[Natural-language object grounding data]
-=-=-

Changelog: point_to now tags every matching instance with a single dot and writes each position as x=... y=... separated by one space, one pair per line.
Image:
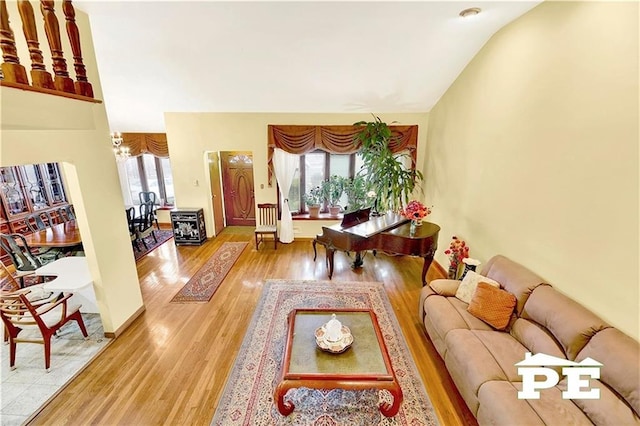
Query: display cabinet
x=29 y=189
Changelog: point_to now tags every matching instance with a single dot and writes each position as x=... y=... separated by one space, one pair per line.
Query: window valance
x=297 y=139
x=143 y=143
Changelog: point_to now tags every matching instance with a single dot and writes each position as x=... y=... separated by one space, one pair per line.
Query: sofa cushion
x=571 y=323
x=445 y=287
x=513 y=277
x=469 y=283
x=608 y=410
x=537 y=339
x=492 y=305
x=499 y=405
x=474 y=357
x=620 y=356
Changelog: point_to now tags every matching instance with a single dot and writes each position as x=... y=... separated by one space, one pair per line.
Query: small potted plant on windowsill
x=332 y=190
x=314 y=199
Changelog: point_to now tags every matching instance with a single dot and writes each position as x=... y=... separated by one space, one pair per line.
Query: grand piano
x=360 y=231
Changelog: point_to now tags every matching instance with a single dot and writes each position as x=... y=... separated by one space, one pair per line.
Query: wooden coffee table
x=365 y=365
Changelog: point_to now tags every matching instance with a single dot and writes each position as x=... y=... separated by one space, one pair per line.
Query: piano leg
x=330 y=252
x=357 y=263
x=425 y=267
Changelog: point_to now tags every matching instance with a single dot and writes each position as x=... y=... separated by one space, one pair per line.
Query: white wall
x=39 y=128
x=533 y=153
x=190 y=135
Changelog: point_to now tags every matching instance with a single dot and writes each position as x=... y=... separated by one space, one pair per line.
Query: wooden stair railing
x=14 y=74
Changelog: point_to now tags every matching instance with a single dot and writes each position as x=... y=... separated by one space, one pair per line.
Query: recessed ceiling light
x=472 y=11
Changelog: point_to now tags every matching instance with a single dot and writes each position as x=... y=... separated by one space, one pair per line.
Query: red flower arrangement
x=415 y=210
x=457 y=251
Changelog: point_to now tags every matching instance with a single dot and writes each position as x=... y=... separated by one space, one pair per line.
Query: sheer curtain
x=124 y=182
x=285 y=165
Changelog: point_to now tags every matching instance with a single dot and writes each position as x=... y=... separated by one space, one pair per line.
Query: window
x=315 y=167
x=147 y=172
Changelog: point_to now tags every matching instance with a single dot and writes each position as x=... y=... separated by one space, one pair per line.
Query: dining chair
x=25 y=309
x=267 y=218
x=150 y=197
x=20 y=254
x=36 y=223
x=144 y=223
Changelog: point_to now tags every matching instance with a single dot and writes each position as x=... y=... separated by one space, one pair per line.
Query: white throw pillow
x=469 y=283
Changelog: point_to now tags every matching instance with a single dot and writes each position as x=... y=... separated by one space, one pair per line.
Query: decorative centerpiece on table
x=458 y=251
x=416 y=212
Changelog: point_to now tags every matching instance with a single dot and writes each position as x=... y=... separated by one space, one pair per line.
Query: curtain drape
x=285 y=167
x=124 y=183
x=143 y=143
x=333 y=139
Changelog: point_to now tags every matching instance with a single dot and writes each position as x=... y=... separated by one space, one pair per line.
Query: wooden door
x=237 y=183
x=216 y=192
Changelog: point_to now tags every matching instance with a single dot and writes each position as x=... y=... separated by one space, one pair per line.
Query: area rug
x=162 y=235
x=205 y=282
x=28 y=388
x=248 y=395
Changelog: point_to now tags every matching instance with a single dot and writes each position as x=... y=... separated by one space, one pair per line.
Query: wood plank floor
x=171 y=364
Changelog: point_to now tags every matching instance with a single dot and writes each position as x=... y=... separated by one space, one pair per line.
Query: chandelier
x=121 y=152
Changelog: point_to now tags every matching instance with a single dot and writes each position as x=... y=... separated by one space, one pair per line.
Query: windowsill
x=322 y=216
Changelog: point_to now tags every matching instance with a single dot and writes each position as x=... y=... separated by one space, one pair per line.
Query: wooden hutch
x=29 y=189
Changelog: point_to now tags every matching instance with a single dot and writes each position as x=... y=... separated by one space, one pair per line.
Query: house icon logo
x=538 y=366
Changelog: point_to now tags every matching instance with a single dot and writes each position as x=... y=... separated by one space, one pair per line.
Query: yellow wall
x=190 y=135
x=39 y=128
x=533 y=153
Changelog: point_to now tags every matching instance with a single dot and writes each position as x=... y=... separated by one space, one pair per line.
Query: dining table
x=64 y=234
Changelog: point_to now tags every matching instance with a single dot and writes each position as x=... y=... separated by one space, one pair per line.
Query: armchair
x=21 y=310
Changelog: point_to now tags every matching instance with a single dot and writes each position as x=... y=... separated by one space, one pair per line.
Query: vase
x=314 y=211
x=453 y=271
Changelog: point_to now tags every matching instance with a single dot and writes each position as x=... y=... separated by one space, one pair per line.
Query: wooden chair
x=19 y=312
x=150 y=197
x=267 y=218
x=23 y=259
x=131 y=216
x=36 y=223
x=144 y=223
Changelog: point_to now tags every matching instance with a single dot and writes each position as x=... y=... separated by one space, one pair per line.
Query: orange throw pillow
x=492 y=305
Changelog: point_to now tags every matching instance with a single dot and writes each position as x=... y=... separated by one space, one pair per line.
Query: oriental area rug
x=248 y=395
x=162 y=235
x=206 y=281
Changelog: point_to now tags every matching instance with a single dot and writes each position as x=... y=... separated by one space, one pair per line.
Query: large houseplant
x=383 y=170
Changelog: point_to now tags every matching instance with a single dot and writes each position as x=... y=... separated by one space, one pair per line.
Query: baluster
x=83 y=87
x=61 y=80
x=12 y=71
x=39 y=75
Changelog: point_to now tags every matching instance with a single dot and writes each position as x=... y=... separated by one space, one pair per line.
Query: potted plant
x=383 y=170
x=332 y=190
x=313 y=199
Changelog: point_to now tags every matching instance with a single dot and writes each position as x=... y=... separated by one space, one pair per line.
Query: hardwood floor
x=171 y=364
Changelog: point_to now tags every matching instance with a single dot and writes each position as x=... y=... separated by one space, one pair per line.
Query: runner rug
x=248 y=395
x=206 y=281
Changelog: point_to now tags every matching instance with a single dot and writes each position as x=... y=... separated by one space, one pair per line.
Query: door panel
x=216 y=192
x=237 y=182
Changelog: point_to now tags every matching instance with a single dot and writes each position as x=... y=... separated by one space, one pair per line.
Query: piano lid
x=375 y=225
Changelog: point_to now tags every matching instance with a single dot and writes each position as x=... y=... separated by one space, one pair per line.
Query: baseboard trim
x=127 y=323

-=-=-

The output has to match the data above line for line, except that pictures are dropped.

## [Expected output]
Changelog: point_to now tags every matching instance with a single dot and writes each position as x=... y=... separated by one space, one pair per line.
Image:
Query: display cabinet
x=29 y=189
Changelog: point_to now tags every matching instance with a single dot and writes each position as x=... y=... separated by one space, one pair per line.
Query: window valance
x=297 y=139
x=143 y=143
Changelog: point_to now tags every matching instance with a single dot and writes each position as x=... y=... separated by one space, one pair per line.
Query: sofa cushion
x=571 y=323
x=445 y=287
x=513 y=277
x=469 y=283
x=608 y=410
x=537 y=339
x=492 y=305
x=499 y=405
x=474 y=357
x=620 y=356
Changelog: point_to now tags every matching instance with a single dot and writes each position as x=... y=... separated by one space, one pair per line.
Query: small potted plant on windowsill
x=332 y=190
x=314 y=199
Changelog: point_to now tags every matching instance with a single dot and writes each position as x=... y=... separated by one space, one pair per line.
Query: grand piano
x=360 y=231
Changelog: point_to now tags every matching instance with a single dot and writes each position as x=... y=... separated by one space, one pair per line.
Query: wooden coffee table
x=365 y=365
Changelog: point_to now tags every matching instance with a single dot and writes each position as x=... y=... separated by one space, one pair per line.
Query: piano leg
x=330 y=252
x=357 y=263
x=425 y=267
Changelog: point_to now tags every matching instance with a single dot and writes each position as x=... y=... separated by one space, one pair per line.
Query: white wall
x=39 y=128
x=533 y=153
x=190 y=135
Changelog: point_to now tags every matching instance with a single dot and writes each position as x=... y=... separated by one space, one pair per line.
Query: wooden stair railing
x=14 y=74
Changelog: point_to now tags every matching instance with a single dot and writes each position as x=... y=... separated by one space, one pair per line.
Query: recessed ceiling light
x=472 y=11
Changelog: point_to now tags every matching instance with a single dot and writes each position as x=... y=... separated by one space, one pair per line.
Query: red flower arrangement
x=415 y=210
x=457 y=251
Changelog: point_to now tags every matching instance with a single dot and writes each position as x=... y=... separated by one space, one pair per line.
Query: sheer curtain
x=124 y=182
x=285 y=165
Changelog: point_to now tags every matching instance with a single dot and writes each position as x=... y=... separated by one space, one pair per line.
Query: window
x=315 y=167
x=147 y=172
Changelog: point_to now tags every matching instance with a single dot and writes each position as x=... y=... separated by one space, one pair per line.
Query: dining chair
x=25 y=309
x=267 y=218
x=150 y=197
x=20 y=254
x=36 y=223
x=144 y=223
Changelog: point_to now tags every matching instance with a single dot and writes each position as x=... y=... separated by one space, one pair per line.
Query: white throw pillow
x=469 y=283
Changelog: point_to now tags every matching instance with a single dot and writes each position as x=... y=... separated by one space, one pair per line.
Query: decorative centerpiece on table
x=458 y=251
x=416 y=212
Changelog: point_to now tags every matching instance with a single dot and writes each position as x=... y=... separated by one space, one pair per line.
Query: curtain drape
x=285 y=167
x=124 y=183
x=143 y=143
x=333 y=139
Changelog: point_to now tags every matching instance with a single dot and writes each position as x=... y=... separated by one space, one pair per line.
Query: wooden door
x=237 y=183
x=216 y=192
Changelog: point_to now tags every matching instance with a single dot and writes each position as x=... y=... separated by one space, one pair per line.
Query: area rug
x=162 y=235
x=205 y=282
x=28 y=388
x=248 y=395
Changelog: point_to now tags every matching instance with a single dot and writes each position as x=... y=... separated by one space, one pair per line.
Query: wood plank floor
x=171 y=364
Changelog: point_to now tags every matching instance with a single dot and writes each position as x=... y=... separated by one space, one pair per line.
Query: chandelier
x=121 y=152
Changelog: point_to now tags every matching instance with a single dot and writes each position as x=... y=... separated by one space, one pair per line.
Query: windowsill
x=322 y=216
Changelog: point_to now tags every matching instance with a single dot and writes each position as x=... y=... separated by one space, one pair per line.
Query: wooden hutch
x=29 y=189
Changelog: point_to now tags every matching instance with a single dot and writes each position as x=... y=... separated by one space, one pair per line.
Query: house icon logo
x=538 y=366
Changelog: point_to now tags every matching instance with a single dot and writes each position as x=... y=... separated by one space, one pair per line.
Query: yellow wall
x=190 y=135
x=39 y=128
x=533 y=153
Changelog: point_to now tags every matching instance with a single dot and writes each position as x=... y=... separated by one space, one pair per line.
Query: dining table
x=64 y=234
Changelog: point_to now tags every matching instance with a single dot and writes each position as x=... y=... separated by one space, one pair per line.
Query: armchair
x=21 y=310
Changelog: point_to now tags every matching instance with a single dot and writes each position as x=... y=... separated by one space, one pair per line.
Query: vase
x=314 y=211
x=453 y=271
Changelog: point_to now tags every matching instance with a single dot and writes each position as x=... y=... separated by one space, one pair per line.
Query: wooden chair
x=19 y=312
x=150 y=197
x=267 y=218
x=23 y=259
x=131 y=216
x=36 y=223
x=144 y=223
Changelog: point_to now tags every matching instance with a single dot and writes each position as x=... y=... separated by one space, one pair per line.
Query: orange throw pillow
x=492 y=305
Changelog: point_to now tags every matching instance with a single dot and writes each position as x=... y=... separated by one space, one pair per line.
Query: oriental area rug
x=248 y=395
x=162 y=235
x=206 y=281
Changelog: point_to now tags every matching instance with a single dot and writes each position as x=... y=... separated by one space, one pair per line.
Query: large houseplant
x=383 y=170
Changelog: point_to now tags every matching instance with a single dot and writes each position as x=... y=... separated by one space, one pair per line.
Query: baluster
x=83 y=87
x=61 y=80
x=12 y=71
x=39 y=75
Changelog: point_to now tags every matching instance with a single dot and writes each position as x=... y=... separated by one space, one pair per line.
Query: potted plant
x=383 y=170
x=332 y=190
x=313 y=199
Changelog: point_to now tags every matching instance with a single dot and writes each position as x=... y=... separated by one space, one pair per line.
Query: hardwood floor
x=171 y=364
Changelog: point_to now tags every matching instance with a single dot and writes each position as x=... y=... separated by one space, one pair per line.
Query: runner rug
x=248 y=395
x=206 y=281
Changelog: point_to now tags every matching instance with a single dot and writes each position as x=... y=... separated by one space, one pair per line.
Query: door panel
x=216 y=192
x=237 y=182
Changelog: point_to now tags every matching instance with a single dot and writes each position as x=... y=... separated by one space, one pair per line.
Query: piano lid
x=375 y=225
Changelog: point_to now tags every matching instance with a single dot and writes each position as x=... y=... separated by one space, one pair per line.
Query: baseboard trim
x=127 y=323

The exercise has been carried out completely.